YOUR OBJECTIVE ▸ Copy the records word for word, starting at the beginning and ending with the line that contains "x=521, y=254", including that line. Leave the pictures out.

Point placement records ▸
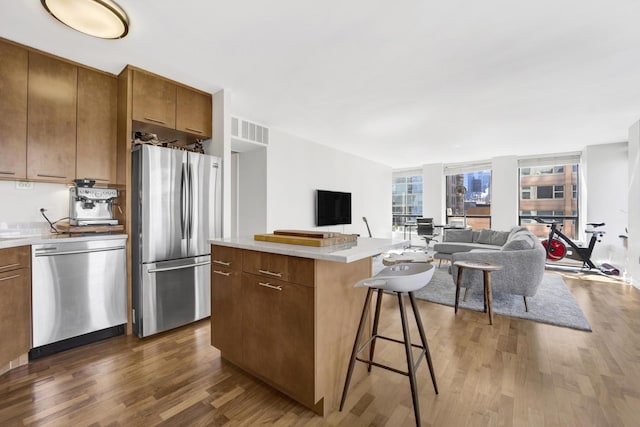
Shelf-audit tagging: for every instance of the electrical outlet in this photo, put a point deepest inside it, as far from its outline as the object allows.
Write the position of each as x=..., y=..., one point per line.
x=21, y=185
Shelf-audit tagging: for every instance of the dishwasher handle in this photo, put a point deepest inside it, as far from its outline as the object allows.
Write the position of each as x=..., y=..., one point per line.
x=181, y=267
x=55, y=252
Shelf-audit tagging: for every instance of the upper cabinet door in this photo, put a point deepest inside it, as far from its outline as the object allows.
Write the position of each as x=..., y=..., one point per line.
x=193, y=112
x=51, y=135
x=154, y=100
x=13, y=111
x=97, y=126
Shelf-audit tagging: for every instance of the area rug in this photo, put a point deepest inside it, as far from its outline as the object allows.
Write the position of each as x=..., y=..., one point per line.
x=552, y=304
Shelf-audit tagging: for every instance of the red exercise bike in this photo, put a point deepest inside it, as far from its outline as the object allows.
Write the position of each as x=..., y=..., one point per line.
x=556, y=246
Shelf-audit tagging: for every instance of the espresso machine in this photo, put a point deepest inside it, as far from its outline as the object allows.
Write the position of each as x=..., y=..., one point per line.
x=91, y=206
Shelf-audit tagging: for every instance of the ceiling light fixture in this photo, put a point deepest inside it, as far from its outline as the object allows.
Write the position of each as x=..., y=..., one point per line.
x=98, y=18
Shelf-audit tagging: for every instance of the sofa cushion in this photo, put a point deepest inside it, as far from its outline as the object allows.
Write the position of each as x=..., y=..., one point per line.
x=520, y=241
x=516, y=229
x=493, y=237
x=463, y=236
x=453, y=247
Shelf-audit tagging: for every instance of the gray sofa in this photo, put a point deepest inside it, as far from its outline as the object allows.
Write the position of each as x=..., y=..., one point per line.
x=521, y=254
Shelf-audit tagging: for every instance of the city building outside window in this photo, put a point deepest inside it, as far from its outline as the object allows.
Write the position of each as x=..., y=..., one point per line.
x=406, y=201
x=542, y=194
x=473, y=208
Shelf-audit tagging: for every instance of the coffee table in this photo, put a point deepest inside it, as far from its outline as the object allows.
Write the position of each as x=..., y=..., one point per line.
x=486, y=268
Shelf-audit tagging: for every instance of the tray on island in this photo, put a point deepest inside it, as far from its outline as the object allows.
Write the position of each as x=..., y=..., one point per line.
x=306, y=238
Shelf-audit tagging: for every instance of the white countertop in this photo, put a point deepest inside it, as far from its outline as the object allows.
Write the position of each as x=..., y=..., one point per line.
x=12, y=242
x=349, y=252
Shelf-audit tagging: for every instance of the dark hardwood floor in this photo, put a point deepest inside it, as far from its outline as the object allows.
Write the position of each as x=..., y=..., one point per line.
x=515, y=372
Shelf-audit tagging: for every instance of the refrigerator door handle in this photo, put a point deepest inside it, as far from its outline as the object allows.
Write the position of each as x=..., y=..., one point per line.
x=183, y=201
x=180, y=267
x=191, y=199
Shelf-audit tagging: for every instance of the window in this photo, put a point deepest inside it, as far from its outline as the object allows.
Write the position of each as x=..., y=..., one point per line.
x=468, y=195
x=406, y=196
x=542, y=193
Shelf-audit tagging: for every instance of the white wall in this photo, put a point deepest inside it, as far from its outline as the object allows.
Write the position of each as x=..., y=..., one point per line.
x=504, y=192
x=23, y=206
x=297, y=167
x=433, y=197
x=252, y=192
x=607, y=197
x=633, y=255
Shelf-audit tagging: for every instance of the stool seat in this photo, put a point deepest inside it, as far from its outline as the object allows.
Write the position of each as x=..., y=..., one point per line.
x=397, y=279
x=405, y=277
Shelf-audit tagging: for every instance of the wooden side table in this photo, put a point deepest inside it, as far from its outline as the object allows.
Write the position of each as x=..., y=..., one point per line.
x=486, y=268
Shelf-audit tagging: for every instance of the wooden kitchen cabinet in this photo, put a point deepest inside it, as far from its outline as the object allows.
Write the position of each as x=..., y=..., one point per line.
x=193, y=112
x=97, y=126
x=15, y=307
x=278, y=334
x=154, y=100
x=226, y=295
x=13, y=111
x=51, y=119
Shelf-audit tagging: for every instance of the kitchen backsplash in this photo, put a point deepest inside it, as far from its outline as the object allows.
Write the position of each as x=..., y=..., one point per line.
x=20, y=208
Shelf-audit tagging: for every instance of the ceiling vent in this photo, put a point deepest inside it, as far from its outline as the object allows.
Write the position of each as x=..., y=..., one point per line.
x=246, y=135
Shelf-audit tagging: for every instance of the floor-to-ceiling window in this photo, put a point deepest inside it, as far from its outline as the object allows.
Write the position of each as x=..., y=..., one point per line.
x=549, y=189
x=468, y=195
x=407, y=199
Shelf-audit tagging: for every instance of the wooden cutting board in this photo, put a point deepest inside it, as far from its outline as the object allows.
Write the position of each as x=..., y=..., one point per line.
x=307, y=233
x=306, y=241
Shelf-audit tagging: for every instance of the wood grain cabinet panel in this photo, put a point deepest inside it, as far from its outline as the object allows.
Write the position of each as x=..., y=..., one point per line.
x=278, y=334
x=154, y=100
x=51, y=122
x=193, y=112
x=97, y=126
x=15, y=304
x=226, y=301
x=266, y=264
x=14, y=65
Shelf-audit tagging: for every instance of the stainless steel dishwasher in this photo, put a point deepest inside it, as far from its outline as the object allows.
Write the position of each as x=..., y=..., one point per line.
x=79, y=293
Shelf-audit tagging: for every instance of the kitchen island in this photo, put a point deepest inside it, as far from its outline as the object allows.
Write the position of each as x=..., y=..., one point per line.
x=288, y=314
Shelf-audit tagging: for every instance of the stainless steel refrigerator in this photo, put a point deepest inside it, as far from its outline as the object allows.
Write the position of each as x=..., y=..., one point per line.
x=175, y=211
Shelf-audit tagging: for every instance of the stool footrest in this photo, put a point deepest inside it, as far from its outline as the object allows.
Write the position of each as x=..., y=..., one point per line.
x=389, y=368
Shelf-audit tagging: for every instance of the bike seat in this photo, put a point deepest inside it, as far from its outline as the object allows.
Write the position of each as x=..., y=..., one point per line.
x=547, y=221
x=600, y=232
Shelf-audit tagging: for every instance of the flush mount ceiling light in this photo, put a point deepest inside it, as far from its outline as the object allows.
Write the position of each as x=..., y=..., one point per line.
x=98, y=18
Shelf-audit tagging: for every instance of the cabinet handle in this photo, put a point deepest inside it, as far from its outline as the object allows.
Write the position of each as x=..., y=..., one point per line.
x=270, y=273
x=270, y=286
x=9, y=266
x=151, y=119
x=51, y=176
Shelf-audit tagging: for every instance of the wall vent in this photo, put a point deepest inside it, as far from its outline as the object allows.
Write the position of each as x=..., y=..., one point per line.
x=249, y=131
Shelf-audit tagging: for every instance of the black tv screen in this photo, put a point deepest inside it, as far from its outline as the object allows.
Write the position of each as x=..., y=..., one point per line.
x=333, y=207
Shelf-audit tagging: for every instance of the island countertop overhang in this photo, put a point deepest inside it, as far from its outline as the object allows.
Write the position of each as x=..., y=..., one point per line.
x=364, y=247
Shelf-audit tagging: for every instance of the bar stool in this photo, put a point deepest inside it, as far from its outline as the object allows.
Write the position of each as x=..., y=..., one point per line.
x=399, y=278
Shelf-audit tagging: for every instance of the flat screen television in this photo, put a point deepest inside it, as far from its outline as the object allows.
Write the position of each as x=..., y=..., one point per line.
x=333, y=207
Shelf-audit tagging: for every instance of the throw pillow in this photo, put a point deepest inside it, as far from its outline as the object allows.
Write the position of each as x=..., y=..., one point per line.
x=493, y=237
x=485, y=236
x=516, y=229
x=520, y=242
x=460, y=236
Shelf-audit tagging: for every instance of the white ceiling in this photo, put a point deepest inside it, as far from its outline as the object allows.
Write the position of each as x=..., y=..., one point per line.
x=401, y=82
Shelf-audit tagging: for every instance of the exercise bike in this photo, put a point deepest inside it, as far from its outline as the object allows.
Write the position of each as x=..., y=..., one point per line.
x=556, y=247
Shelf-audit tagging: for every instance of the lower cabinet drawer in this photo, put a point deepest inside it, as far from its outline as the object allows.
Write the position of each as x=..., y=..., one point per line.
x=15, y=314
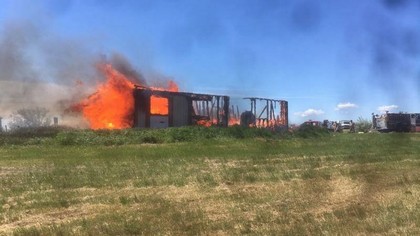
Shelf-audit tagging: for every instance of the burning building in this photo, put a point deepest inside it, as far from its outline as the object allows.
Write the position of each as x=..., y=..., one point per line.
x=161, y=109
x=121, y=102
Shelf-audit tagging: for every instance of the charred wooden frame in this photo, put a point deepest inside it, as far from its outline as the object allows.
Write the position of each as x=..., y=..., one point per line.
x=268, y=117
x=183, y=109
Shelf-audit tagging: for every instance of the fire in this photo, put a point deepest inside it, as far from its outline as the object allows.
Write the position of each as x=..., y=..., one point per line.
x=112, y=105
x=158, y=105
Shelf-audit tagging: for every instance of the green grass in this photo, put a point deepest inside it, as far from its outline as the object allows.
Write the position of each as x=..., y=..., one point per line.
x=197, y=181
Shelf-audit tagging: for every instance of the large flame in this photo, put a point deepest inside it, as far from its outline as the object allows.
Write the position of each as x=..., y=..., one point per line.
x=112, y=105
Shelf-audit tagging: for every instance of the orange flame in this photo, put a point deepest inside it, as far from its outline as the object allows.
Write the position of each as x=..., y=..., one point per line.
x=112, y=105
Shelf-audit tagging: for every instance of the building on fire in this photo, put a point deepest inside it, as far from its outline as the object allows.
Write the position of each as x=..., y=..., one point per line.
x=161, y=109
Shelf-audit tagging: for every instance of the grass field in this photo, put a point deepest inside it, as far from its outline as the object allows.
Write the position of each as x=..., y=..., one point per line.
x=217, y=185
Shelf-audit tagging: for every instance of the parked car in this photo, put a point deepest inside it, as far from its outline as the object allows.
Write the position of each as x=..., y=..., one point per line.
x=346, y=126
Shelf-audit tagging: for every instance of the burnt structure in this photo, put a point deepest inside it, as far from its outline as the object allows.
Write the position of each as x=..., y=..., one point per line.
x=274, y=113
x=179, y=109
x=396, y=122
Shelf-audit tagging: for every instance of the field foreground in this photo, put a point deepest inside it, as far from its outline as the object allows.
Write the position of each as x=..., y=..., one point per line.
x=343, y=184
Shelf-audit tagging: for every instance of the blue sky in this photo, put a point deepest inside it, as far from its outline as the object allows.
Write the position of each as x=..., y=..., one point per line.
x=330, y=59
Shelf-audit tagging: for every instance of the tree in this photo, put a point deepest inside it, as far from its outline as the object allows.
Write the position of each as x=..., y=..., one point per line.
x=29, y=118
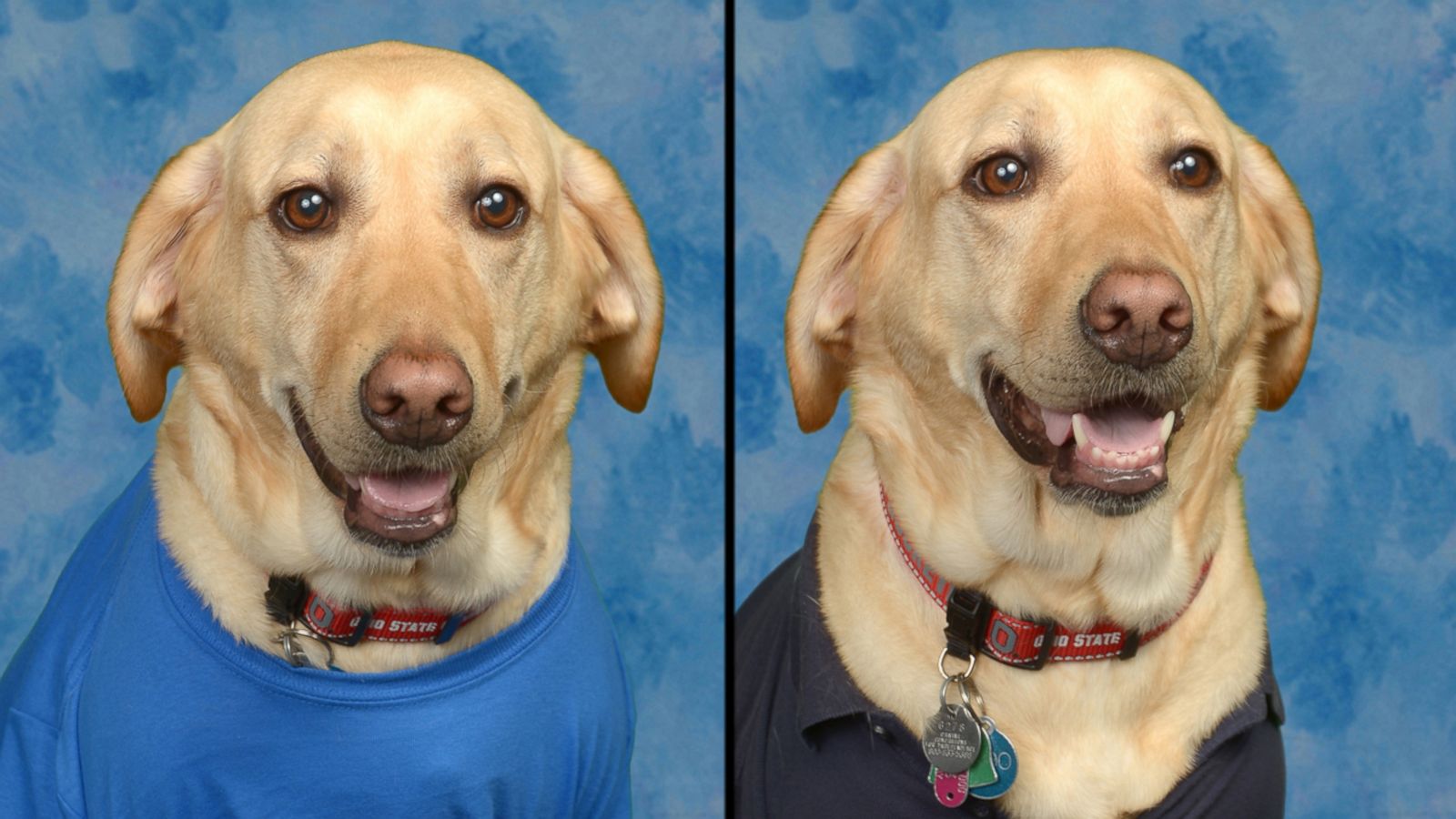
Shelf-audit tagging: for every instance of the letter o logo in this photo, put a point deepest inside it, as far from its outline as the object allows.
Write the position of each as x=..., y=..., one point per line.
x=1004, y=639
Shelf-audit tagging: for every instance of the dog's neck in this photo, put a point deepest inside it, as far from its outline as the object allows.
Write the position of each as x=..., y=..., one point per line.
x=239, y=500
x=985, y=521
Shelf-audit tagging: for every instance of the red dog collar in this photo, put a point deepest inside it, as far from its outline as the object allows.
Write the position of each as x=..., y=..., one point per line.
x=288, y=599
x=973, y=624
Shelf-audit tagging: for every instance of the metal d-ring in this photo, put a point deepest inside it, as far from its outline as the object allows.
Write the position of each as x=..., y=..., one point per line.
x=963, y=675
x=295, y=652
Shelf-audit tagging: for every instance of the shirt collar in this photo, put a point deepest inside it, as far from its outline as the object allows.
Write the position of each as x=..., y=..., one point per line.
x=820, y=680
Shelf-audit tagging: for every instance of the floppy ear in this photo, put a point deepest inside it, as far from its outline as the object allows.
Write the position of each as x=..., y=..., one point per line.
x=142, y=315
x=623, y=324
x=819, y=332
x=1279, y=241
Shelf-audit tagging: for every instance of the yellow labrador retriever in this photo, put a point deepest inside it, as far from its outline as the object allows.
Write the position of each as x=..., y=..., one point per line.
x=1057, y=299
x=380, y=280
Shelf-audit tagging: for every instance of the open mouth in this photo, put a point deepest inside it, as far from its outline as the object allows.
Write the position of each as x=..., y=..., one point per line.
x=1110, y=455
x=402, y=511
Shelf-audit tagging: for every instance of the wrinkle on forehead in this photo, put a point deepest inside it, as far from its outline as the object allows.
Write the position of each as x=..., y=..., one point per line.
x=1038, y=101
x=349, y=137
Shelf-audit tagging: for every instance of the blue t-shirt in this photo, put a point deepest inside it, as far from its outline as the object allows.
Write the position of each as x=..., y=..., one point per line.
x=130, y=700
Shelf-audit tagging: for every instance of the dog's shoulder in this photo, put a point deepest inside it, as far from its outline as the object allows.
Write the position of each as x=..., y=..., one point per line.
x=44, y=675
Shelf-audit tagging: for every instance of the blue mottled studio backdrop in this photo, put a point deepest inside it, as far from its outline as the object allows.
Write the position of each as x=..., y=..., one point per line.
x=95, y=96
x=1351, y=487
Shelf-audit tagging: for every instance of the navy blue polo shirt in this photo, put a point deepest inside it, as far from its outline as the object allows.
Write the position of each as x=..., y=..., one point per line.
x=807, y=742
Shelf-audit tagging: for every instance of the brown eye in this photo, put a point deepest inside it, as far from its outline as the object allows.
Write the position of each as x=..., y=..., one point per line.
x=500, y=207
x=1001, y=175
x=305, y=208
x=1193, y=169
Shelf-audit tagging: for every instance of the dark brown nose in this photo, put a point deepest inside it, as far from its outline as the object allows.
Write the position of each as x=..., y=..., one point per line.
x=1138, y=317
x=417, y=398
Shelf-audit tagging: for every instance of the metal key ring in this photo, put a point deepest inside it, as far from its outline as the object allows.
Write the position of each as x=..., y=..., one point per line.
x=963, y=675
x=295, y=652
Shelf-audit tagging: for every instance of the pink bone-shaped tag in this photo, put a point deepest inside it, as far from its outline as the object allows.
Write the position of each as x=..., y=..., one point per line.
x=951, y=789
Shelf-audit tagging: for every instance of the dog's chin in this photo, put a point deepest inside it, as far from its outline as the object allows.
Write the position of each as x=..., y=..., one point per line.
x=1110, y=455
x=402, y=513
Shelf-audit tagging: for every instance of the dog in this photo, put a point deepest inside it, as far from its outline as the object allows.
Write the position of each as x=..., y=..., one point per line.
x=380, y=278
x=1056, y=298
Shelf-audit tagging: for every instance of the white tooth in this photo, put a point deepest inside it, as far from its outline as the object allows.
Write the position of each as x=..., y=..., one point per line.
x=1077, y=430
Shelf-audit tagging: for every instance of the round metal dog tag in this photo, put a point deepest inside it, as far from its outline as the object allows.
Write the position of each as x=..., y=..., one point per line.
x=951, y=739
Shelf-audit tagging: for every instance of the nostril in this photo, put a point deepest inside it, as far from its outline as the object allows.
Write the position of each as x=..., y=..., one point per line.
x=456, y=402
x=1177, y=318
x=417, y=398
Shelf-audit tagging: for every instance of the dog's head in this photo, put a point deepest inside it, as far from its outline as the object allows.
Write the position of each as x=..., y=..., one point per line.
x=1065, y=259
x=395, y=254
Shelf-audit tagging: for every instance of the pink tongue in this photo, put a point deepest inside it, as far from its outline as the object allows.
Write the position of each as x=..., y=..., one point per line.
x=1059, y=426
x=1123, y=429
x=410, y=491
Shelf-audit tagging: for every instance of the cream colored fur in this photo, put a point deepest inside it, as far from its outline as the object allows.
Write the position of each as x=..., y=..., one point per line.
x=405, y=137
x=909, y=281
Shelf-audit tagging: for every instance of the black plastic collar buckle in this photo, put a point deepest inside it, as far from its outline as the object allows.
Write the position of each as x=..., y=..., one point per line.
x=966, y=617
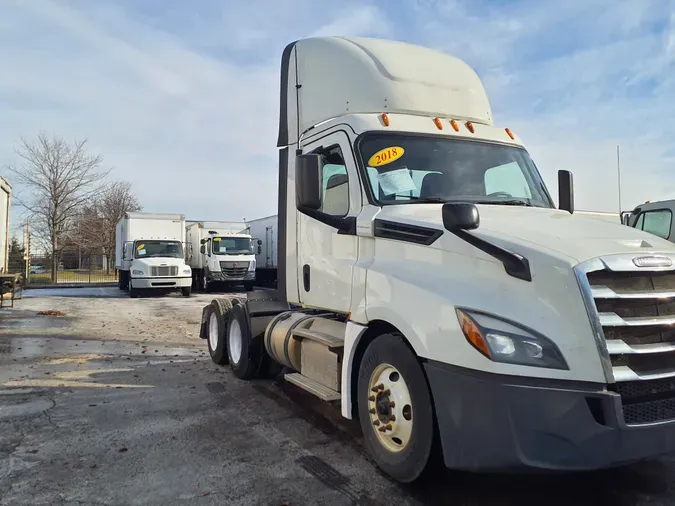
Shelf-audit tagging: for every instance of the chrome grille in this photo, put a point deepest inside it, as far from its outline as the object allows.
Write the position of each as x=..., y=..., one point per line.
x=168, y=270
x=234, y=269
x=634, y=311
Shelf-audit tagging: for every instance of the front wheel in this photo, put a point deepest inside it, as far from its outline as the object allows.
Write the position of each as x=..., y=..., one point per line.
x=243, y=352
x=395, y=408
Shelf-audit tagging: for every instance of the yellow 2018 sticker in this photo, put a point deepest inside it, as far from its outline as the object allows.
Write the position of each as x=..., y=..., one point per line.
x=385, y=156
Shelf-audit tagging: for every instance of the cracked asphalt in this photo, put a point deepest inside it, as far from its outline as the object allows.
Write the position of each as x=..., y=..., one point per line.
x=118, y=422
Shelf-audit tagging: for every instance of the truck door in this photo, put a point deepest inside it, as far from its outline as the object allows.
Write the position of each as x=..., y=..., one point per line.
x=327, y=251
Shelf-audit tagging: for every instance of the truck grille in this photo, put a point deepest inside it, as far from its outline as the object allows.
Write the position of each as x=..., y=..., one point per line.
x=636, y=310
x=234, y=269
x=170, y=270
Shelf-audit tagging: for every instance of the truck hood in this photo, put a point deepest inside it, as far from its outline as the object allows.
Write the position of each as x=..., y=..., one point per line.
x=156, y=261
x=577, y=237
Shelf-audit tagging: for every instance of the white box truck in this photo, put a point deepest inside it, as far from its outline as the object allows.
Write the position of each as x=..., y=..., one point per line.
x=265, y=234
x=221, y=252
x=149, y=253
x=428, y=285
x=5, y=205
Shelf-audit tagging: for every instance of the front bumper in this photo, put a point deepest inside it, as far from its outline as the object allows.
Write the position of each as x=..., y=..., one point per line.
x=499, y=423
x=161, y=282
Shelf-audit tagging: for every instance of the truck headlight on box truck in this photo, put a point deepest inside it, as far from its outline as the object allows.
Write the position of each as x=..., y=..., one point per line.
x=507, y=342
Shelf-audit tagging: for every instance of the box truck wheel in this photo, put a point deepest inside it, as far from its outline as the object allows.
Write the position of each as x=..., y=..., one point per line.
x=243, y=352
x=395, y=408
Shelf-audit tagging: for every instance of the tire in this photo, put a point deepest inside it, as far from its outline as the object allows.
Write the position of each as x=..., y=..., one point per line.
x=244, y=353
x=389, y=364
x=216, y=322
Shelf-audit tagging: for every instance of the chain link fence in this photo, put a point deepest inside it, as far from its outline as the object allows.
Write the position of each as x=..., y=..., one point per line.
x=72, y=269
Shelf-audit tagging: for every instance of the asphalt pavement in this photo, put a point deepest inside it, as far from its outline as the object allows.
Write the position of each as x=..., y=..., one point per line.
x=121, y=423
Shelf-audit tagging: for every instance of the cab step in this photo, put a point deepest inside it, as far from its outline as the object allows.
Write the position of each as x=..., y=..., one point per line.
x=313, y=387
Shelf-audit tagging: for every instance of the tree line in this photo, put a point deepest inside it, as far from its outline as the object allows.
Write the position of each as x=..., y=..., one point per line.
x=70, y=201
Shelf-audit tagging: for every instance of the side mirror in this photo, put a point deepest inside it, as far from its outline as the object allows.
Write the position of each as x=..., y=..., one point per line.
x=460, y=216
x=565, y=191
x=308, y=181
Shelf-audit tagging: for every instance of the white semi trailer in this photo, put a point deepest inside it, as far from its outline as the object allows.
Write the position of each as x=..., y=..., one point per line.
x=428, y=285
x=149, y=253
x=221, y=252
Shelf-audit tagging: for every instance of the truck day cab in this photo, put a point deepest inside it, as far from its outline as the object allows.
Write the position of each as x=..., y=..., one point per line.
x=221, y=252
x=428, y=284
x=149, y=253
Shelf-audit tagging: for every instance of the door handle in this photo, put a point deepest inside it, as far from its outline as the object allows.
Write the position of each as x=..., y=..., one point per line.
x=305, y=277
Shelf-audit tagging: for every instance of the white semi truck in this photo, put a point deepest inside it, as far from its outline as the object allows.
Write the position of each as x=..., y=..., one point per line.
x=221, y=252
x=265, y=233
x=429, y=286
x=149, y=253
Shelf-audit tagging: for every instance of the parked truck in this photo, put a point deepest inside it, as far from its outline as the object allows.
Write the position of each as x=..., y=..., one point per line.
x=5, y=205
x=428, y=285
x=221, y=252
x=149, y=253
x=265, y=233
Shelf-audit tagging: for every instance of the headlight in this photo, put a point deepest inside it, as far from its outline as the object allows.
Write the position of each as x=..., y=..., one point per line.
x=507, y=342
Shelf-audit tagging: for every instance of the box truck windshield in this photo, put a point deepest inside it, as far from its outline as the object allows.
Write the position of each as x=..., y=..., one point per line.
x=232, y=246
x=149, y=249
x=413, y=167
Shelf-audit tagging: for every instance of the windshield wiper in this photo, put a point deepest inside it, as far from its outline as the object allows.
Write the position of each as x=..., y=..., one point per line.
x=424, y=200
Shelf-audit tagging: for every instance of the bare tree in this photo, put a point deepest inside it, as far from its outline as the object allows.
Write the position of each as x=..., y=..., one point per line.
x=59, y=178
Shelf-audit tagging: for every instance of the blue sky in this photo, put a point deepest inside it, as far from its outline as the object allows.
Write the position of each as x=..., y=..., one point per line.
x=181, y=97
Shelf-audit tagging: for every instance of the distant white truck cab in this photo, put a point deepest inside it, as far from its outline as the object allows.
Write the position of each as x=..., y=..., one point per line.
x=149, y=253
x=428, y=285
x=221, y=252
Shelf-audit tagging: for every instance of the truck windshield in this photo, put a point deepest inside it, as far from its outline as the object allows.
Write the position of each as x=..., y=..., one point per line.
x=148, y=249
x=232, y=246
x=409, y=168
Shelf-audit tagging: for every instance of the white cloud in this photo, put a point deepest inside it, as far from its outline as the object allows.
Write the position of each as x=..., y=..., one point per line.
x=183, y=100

EXPECTED OUTPUT ▸
Shelf-audit tagging: for every instance of the electrical outlet in this photo, put a point deepest inside it, as far from its outline as the object allows.
Write the position of each as x=..., y=..., one point per line.
x=21, y=185
Shelf-audit tagging: for every instance of the dishwasher handle in this photo, put a point deepest inside it, as far from its outline as the object allows.
Write the position of each as x=..., y=..., one point per line.
x=181, y=267
x=55, y=252
Shelf-audit tagging: for every instance of the upper cabinet door in this photo, put a point deepest inside it, as far from its outline as the object allows.
Write the position of each as x=..., y=..., one point per line.
x=193, y=112
x=51, y=135
x=154, y=100
x=13, y=111
x=97, y=126
Shelf-audit tagging: for every instance of the area rug in this photo, put a point deepest inside it, as far from its outline as the object allows.
Write the position of each as x=..., y=..., one point per line.
x=552, y=304
Shelf-audit tagging: for every instance of the red exercise bike in this photo, put a point deepest inside it, as far from its outline as the object allows.
Write the position of each as x=..., y=..., one point per line.
x=556, y=246
Shelf-audit tagging: for every instance of the espresso machine in this photo, put a point deepest inside it, as far from its outline as the object allows.
Write the position of each as x=..., y=..., one point per line.
x=91, y=206
Shelf-audit tagging: for every instance of the ceiling light fixture in this photo, put a point deepest inside it, as far from its outline as the object allows.
Write the position of each as x=..., y=..., one point per line.
x=98, y=18
Shelf-audit tagging: for every instance of the sofa cushion in this photo, put a point deepest inside it, as far from its outline as the object allows.
Write the position of each as x=..., y=..., one point per line.
x=520, y=241
x=516, y=229
x=493, y=237
x=463, y=236
x=453, y=247
Shelf-audit tagging: for every instance of the gray sofa in this photo, put a point deepest inside it, as far from its outline as the object allows.
Write the position of each as x=..., y=..., one point per line.
x=521, y=254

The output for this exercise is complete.